::: DATA FOR THE TASK
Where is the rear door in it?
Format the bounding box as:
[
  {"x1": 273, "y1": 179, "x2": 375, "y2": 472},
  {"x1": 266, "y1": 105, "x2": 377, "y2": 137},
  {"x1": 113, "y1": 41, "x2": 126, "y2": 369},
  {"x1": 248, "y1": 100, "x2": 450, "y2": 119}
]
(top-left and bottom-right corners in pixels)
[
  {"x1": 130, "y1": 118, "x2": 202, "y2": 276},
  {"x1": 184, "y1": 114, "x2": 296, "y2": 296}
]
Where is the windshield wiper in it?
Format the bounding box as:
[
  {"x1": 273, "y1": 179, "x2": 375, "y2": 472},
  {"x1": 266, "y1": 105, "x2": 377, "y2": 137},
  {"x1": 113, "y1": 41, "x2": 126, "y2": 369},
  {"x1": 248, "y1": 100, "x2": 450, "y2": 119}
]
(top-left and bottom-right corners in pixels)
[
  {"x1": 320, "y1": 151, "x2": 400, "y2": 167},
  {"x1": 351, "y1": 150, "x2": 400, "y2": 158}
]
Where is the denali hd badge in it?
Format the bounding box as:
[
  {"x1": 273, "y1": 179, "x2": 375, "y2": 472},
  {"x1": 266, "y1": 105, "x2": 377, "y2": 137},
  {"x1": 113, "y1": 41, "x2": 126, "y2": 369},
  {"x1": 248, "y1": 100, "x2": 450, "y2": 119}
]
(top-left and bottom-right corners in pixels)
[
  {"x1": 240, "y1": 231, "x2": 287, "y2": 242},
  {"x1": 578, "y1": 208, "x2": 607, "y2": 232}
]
::::::
Copy out every line above, requests included, and shift each coordinate in the answers by adding 70 to it. Leave the numbers in the requests and their format samples unchanged.

**COMPLETE ANSWER**
Where is the rear door in it?
Format the bounding box as:
[
  {"x1": 273, "y1": 179, "x2": 375, "y2": 472},
  {"x1": 266, "y1": 105, "x2": 377, "y2": 137},
  {"x1": 113, "y1": 41, "x2": 126, "y2": 369},
  {"x1": 248, "y1": 100, "x2": 450, "y2": 119}
]
(top-left and bottom-right corners in pixels)
[
  {"x1": 200, "y1": 188, "x2": 272, "y2": 346},
  {"x1": 254, "y1": 184, "x2": 366, "y2": 366}
]
Where is the windshield wiper in it?
Format the bounding box as:
[
  {"x1": 273, "y1": 179, "x2": 375, "y2": 472},
  {"x1": 266, "y1": 105, "x2": 377, "y2": 137},
  {"x1": 113, "y1": 41, "x2": 126, "y2": 369},
  {"x1": 248, "y1": 100, "x2": 450, "y2": 119}
]
(top-left and bottom-right corners in pixels)
[
  {"x1": 390, "y1": 221, "x2": 470, "y2": 237},
  {"x1": 421, "y1": 220, "x2": 470, "y2": 228}
]
Where is the denali hd badge in it?
Format the bounding box as:
[
  {"x1": 273, "y1": 179, "x2": 375, "y2": 472},
  {"x1": 266, "y1": 105, "x2": 377, "y2": 137},
  {"x1": 113, "y1": 41, "x2": 126, "y2": 369},
  {"x1": 248, "y1": 100, "x2": 450, "y2": 119}
]
(top-left and bottom-right corners in pixels)
[
  {"x1": 310, "y1": 301, "x2": 357, "y2": 312},
  {"x1": 648, "y1": 278, "x2": 677, "y2": 302}
]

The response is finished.